'''
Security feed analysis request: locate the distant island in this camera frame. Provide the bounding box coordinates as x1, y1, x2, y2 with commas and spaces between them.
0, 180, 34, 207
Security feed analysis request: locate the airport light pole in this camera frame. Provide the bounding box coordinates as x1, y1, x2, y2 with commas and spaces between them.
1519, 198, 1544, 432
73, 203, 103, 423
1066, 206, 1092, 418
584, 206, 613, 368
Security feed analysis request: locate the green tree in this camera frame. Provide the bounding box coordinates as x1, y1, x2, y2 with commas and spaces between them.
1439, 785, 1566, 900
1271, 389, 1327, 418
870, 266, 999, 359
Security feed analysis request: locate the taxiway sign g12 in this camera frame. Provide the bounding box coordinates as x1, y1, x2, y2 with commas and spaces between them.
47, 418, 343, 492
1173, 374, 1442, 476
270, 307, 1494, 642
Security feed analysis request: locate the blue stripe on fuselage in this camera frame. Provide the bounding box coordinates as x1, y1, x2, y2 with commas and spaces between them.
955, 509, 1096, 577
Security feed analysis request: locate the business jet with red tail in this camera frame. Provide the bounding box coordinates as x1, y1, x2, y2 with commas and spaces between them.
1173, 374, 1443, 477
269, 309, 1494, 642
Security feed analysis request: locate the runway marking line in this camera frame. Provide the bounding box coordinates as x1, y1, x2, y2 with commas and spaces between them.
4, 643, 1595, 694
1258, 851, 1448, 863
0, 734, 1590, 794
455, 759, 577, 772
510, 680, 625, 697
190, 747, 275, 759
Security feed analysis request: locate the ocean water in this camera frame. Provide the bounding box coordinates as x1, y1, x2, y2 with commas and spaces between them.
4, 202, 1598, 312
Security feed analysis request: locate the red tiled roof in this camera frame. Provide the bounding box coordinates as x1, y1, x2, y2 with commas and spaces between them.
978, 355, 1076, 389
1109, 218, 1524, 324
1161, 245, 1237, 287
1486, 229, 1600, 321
'''
Work instructions -
This task calls for the material above to be duplicated verbatim.

Solution to this exercise -
Security feed analysis request: locate the distant island in this camera frame. Provide the bounding box coordinates as x1, y1, x2, y2 with commas and spaces between them.
0, 180, 34, 207
Security feed analysis request: locate the airport light pole in this camera frame. Provide the bounding box coordinates as x1, y1, x2, y2 with commas and spaces between them.
1519, 198, 1544, 432
73, 203, 103, 423
1066, 206, 1092, 418
584, 206, 613, 368
Security feed analysis request: locate the green tree in this camera frame. Provide the bounding box coordinates as x1, y1, x2, y2 with commas and spaces between them.
1439, 785, 1566, 900
1271, 389, 1327, 418
870, 266, 999, 359
Security feed analysis request: locate the taxiway sign g12 in this camera frame. Provide the bounding box coordinates as x1, y1, x2, y2 with commas and spaces between them.
47, 418, 343, 492
1173, 374, 1442, 476
270, 307, 1494, 642
Security feed analysis request: locate the blue stripe on fuselage in this camera frame. Provide the bounding box coordinates as x1, y1, x2, y2 with commas and spaces between them.
955, 509, 1096, 577
Security feed analysis request: locate the business jet with red tail in this camera frame. Provide the bounding box coordinates as x1, y1, x2, y2 with commas and spaces between them.
1173, 374, 1443, 477
269, 309, 1494, 642
Security feed analysis request: locate the runway marking line in this camera frame. Provide the bounding box coordinates as x1, y1, x2, y2 with commas and spaces between them.
4, 643, 1595, 694
1258, 851, 1448, 863
0, 734, 1590, 794
455, 759, 577, 772
510, 680, 625, 697
190, 747, 275, 759
Security feed analysis request: locate the ocean water in this camera frame. Provide the bounding box coordinates as x1, y1, x2, y2 with commas and spaces between them.
4, 202, 1598, 312
Security feed analysis request: locate the red tiled roof in this camera frame. Provide the bounding box coordinates as x1, y1, x2, y2 with commas and spaces between them.
978, 355, 1076, 389
1109, 218, 1524, 324
1161, 245, 1237, 287
1486, 229, 1600, 321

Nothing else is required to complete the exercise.